Work instruction —
In the account of the late pregnancy, rewrite the passage from "She decided to" to "shows 37 weeks.", replacing "8th month" with "9th month".

Source document —
==================================================

Aside from all the irrational things this woman has done the last few months…this one takes the cake. I need advice from you…the world.
She decided to finally go to a doctor on her 8th month of being pregnant….finally. I had asked many many times before, and her procrastination / laziness made this last until the 8th month. The doc is confused on her actual due date because she didn’t go in until her 8th month. He says going by what she says was her last period…first missed period…days of her normal period…and time that has passed…her due date is this Sunday. Going by her measurements…sonogram…and lack of contractions…he says she shows 37 weeks.
We had an appointment yesterday, Friday. He said prior to yesterday that her placenta was showing signs of aging…so that has been a concern. He said we should just keep tabs on it and see what happens. So yesterday when we went in, we took a bag…just in case he decided to do a C-section due to the aging placenta. The doc hooked her up to a baby monitor. (stress test) The heart rate was 137-ish. It stayed very consistant the entire 30 minutes or so. When he came back in the room (10:30am or so), he said "What did you eat for breakfast"? She said "Nothing. We were running late, and I didn’t eat".
He explained that the baby should be going up in heart rate every so often….but the baby was staying very still. He told her to go get something to eat…preferably with a lot of carbs. He instructed us to come back after eating for another test. He said if the baby was still staying at the same rate, and not moving about after eating…he may change his plan of action and do something later in the day "to help things along"…as a hint of doing a C-section.
We left the docs office, and got in the car. I asked where she’d like to eat, and she advised me she would not be eating anything. When I asked why, she said she wanted the baby out that day…not later. She said she was going to go back in the office and lie to the doc, and say that she ate breakfast. When the test showed the same thing the second round…she would get her way, and he would deliver the baby that day.
We got into quite an argument. I told her that it was not good to lie to the doc for that reason. He was a doc because he went to school for many years…knows way more than we do…and needs her to eat for a reason. She then advised me that it was "inconvenient" to have the baby any other day. She shares custody of her other kids with her ex husband, and they were gone for the weekend. She said if she has the baby on Friday, she can be back home by Sunday night to pick up her kids….and have a new baby to show them. If she waits until the baby is ready to come out…it may hit on a wrong day when she would "miss out on seeing her other kids" due to being in a hospital.

==================================================

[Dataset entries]

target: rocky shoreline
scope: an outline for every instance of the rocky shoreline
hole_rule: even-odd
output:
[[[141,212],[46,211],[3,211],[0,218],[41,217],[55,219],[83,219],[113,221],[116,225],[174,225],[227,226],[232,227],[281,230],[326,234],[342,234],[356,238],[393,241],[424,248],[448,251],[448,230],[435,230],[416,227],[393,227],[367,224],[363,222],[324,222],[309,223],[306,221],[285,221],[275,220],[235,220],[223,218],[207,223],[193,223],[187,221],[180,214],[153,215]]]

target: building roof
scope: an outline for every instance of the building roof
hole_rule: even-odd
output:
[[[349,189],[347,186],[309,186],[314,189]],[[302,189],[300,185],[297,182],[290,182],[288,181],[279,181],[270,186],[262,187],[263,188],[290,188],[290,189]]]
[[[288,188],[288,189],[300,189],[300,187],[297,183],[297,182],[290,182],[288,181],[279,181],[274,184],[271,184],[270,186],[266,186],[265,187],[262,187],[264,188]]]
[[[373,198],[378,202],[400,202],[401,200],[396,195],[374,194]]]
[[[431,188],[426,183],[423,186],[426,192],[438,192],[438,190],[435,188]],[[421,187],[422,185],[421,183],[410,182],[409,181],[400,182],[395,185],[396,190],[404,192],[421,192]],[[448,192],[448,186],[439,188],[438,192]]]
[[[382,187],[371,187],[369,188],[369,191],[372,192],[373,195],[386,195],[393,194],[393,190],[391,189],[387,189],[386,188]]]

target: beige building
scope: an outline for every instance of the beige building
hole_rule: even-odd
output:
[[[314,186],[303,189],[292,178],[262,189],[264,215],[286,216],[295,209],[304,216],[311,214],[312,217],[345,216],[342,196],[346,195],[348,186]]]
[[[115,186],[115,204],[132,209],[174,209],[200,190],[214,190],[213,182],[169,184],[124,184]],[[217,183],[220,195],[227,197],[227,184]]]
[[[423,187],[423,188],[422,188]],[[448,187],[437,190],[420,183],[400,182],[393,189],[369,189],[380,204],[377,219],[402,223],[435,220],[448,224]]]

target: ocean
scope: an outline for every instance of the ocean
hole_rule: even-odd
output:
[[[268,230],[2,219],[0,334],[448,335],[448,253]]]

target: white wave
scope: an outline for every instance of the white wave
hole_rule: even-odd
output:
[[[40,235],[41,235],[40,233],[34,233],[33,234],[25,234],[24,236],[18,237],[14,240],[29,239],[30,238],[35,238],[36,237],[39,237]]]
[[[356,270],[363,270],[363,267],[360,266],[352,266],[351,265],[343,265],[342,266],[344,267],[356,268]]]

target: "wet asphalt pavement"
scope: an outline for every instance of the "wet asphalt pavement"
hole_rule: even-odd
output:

==================================================

Response below —
She decided to finally go to a doctor on her 9th month of being pregnant….finally. I had asked many many times before, and her procrastination / laziness made this last until the 9th month. The doc is confused on her actual due date because she didn’t go in until her 9th month. He says going by what she says was her last period…first missed period…days of her normal period…and time that has passed…her due date is this Sunday. Going by her measurements…sonogram…and lack of contractions…he says she shows 37 weeks.